#### What to produce:
In your copy, include every line of the records exactly and no picture at all.

Saved entries

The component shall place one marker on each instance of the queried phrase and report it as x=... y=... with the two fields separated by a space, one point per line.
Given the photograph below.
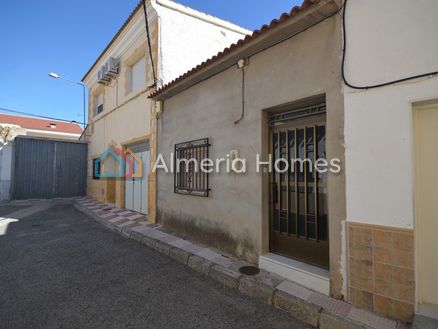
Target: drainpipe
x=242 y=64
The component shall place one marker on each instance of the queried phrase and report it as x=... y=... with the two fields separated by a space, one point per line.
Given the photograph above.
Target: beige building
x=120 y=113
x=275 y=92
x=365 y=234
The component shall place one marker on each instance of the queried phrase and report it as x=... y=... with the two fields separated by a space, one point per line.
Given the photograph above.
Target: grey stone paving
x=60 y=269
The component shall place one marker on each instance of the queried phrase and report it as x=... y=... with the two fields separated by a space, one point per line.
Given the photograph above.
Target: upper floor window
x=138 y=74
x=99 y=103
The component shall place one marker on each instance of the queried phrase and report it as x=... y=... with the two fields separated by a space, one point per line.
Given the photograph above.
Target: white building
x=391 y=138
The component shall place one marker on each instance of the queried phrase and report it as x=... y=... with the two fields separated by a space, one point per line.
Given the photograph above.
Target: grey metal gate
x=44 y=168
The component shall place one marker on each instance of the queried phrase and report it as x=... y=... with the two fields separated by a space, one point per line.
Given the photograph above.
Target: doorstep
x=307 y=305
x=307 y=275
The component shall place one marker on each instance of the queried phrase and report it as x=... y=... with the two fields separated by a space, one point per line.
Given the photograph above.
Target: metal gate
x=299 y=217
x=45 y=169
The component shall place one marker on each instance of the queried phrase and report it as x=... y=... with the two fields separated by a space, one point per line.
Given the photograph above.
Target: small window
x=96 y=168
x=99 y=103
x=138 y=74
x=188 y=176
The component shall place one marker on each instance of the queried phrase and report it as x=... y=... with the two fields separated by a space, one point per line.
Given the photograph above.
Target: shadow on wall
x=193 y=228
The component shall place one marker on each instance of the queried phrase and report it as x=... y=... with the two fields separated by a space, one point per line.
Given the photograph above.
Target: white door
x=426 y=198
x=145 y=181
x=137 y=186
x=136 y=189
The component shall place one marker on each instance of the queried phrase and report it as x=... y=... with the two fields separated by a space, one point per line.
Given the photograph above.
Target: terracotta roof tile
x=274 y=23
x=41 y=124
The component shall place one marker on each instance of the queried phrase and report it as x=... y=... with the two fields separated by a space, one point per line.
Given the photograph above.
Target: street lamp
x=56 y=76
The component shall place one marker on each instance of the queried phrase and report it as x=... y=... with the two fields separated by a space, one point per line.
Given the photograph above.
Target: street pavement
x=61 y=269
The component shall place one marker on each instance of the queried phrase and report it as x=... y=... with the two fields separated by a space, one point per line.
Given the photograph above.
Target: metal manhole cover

#### Answer box:
The component shall place one marker on each instance of the queried phrase and report it as x=... y=... with the two fields separated by a space, one point per line.
Given the photograph below.
Target: drainpipe
x=242 y=64
The component shall place one marker on each instance of the queried phrase and report it as x=... y=... with the two fields separated by a space, one point per line.
Given the photograph above.
Target: beige building
x=120 y=113
x=275 y=92
x=365 y=234
The component shall place one marker on each instance of the queried phrase and report it as x=... y=... with the two fields separated by a space, one point per line.
Given the photograph above.
Target: grey stone paving
x=60 y=269
The component shall place one marker on each instance of the queried phrase and report it as x=... y=... with the two fields separated by a space, one point per line.
Given the photograph above.
Target: upper floor window
x=138 y=74
x=99 y=103
The component shall place one marker on each instance of the queried phrase and report it as x=... y=... with the two fields separated by a space, one point per line.
Given the photograph above.
Target: white building
x=391 y=138
The component shall place one marker on each instance of the queried phrase and report it as x=... y=... with the two fields separated by a space, one point per line.
Given the photograph above.
Target: grey metal gate
x=44 y=168
The component shall place one marker on each instance of the queried phrase and report it as x=... y=... with the two fields separated by a space, one point per line.
Given the photograph above.
Target: doorstep
x=307 y=305
x=307 y=275
The component shall place one marker on each instance of the queried phrase and report it as x=... y=... with the two fields separated by a space, one point per line.
Given the photograph above.
Target: metal gate
x=299 y=217
x=45 y=169
The component shall place one marker on each instance of the queried phrase and report it as x=... y=... with the two fields separated by a space, one point per line.
Given the photograph above.
Target: small window
x=96 y=168
x=99 y=103
x=138 y=74
x=188 y=176
The component shall place one marker on each instance of the queried phrase and report it as x=... y=... with the two fields separated by a space, one point per line.
Given the photograph above.
Target: shadow on wall
x=193 y=228
The component shall place one marker on each instance of the queried phrase and report it as x=... y=... with the two fields separated by a space, one point per line.
Given the photograph above.
Target: white door
x=426 y=198
x=145 y=181
x=137 y=186
x=136 y=189
The component shall place one marker on each instance of the queried phrase and report it as x=... y=... with the two fields separated by a space, one point per line.
Given the photograph above.
Target: terracotta roof tile
x=274 y=23
x=41 y=124
The component shall place one marker on each instance of the queried phrase and report it as x=... y=... with the two fields separated by a space, one point per line.
Given the photograph above.
Target: street lamp
x=56 y=76
The component shall place one marker on each instance of the queried phrase and report it as x=... y=... with the two fields separated by a space, one point per line.
Given the photograph above.
Target: street pavement
x=61 y=269
The component shall place one marker on each instance of the queried phrase and report it as x=... y=... with the two fields separated by a space, one point per line.
Given the photograph above.
Target: metal manhole cover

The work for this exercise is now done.